▶ [PASSAGE]
********

Monday, December 8, 2014

Hadoop & Big Data - Simple Introduction

When and where you can use Hadoop - Map/Reduce?

Relational databases are best suitable for transactional data and also used widely in data-warehousing. Hadoop and map/reduce is useful when you have massive amount of data processing at faster speed and lower costs because it uses open source technologies can run on commodity servers clustered together to perform faster. It comes with concurrent processing out of the box as it sub-divides data into smaller chunks which can be processed concurrently. Performing analytics for a large dataset is very good example of using hadoop - map/reduce.


How do you design your system to use hadoop - map/reduce?

Often map-reduce program has tutorial to count words in a large text file or a extremely large input. The framework splits the data input and sorts the input for you. The map program takes this input to combine the data, in case of word count it outputs word1 freq1; word2 freq2;etc. Reducer runs in multiple cycle by combining output from mapper and eventually coming up with final output.

Two main approaches - easy way to think of Map and reduce is - Map is nothing but data combiner, it combines data you want to process by similarities. Reducer processes already combined data. Assume, we have very large input for e.g entire years' lego store sells, trying to find out which one is best selling product by finding max money making product.

For e.g, top selling product by location.
AB, EDM1, Lego Friends, 100, 50
AB, EDM2, Lego Creator, 70, 100
ON, GTA1, Duplo, 100, 45
ON, GTA2, bricks, 1000, 20
BC, VAN1, Lego Farm, 150, 35
BC, VAN2, bricks, 750, 10
ON, GTA3, Lego Friends, 400, 40
BC, VAN3, Lego Creator, 200, 110
..

map will combine the input by state and pass it on to reducer. Reducer will find the top selling product in each state and output the result:

AB, EDM2, Lego Creator, 7000
ON, GTA2, bricks, 20000
BC, Lego Creator, 22000


What is solution when reducer runs out of memory? For e.g in word count problem if the file is very large and contains one word very frequently like 'the', the reducer can run out of memory.
Possible solutions:
Increase number or reducers
Increase memory per reducer
Implement a combiner.

PySpark code for above example (WIP):
store = sqlContext.read.parquet("...")
store = store.assign(col6 = lambda x: col4 * x.col5)
store.groupBy(store.col1,store.col2,store.col3).agg({store.col6, max}).show()

********

▶ [EXTRACTED ENTRIES]
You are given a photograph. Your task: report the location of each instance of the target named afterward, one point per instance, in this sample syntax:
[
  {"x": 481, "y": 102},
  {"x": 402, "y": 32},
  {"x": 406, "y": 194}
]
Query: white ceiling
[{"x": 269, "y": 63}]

********

▶ [TASKS TO PERFORM]
1 - Name every distinct product that appears in the sample sales lines of the Hadoop post, from "AB, EDM1" through "BC, VAN3".
2 - For each statement, decide whether the Hadoop post supports it. Answer yes or no and quote the words of the post that decide it.
(a) Relational databases are described as best suited to transactional data.
(b) In the Lego example, the map step combines the input by product.
(c) The framework splits and sorts the input on the programmer's behalf.
3 - According to the Hadoop post, why does Hadoop provide concurrent processing out of the box?
The listing is separate material, unconnected to the Hadoop post.

▶ [RESULTS OF THE TASKS]
1 - Lego Friends, Lego Creator, Duplo, bricks, Lego Farm

2 -
(a) Yes: "Relational databases are best suitable for transactional data"
(b) No: "map will combine the input by state and pass it on to reducer"
(c) Yes: "The framework splits the data input and sorts the input for you."

3 - Hadoop divides the data into smaller chunks, and those chunks can then be processed concurrently.